With every Sacred Sewing Room, Terry Grahl, finds inspiration in something different. For the first stop on the Sacred Sewing Room Tour, Terry was inspired by remembering childhood safe places; as children we often escape to an imaginary land where nothing can do us harm. Everyone needs a place like this from time to time, and Terry wanted to bring this world back to the residents of the Women’s Safe House.
Imagine a place you could go to hide, feel safe and explore your imagination. Oh, yes! You know what I’m talking about. Don’t you remember your childhood? The tents you made from your blankets and castles from cardboard boxes? These simple things give children the power to tap into a world full of wonder, creativity and happiness.
When I first saw the photos at the Women’s Safe House in St. Louis, Missouri, I only saw this little room tucked away in the basement.

TASK GOAL
Answer these questions from the Sacred Sewing Room text:
1. What inspired Terry for the first stop on the Sacred Sewing Room Tour?
2. What two things does the text say children made from blankets and cardboard boxes?
3. In what city and state is the Women's Safe House, and where in it was the room?

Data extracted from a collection
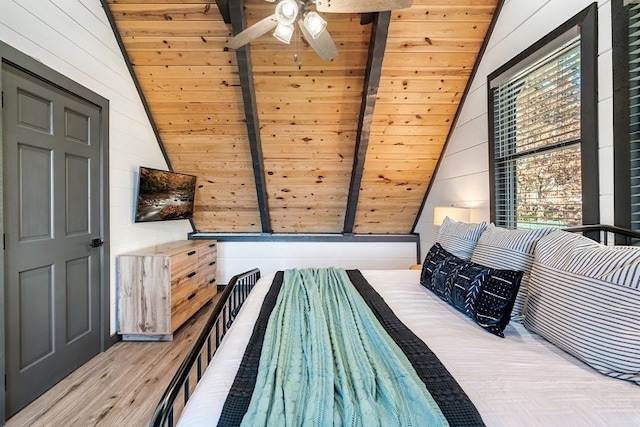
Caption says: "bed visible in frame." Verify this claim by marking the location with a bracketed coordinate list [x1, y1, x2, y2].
[151, 227, 640, 427]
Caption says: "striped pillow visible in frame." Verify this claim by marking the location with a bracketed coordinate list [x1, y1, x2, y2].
[524, 231, 640, 385]
[471, 224, 557, 322]
[436, 217, 487, 261]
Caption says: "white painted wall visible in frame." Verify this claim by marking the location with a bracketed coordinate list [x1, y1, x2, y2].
[0, 0, 192, 332]
[0, 0, 416, 333]
[415, 0, 613, 253]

RESULT OF THE EXERCISE
1. Remembering childhood safe places.
2. Tents from blankets and castles from cardboard boxes.
3. St. Louis, Missouri; the room was tucked away in the basement.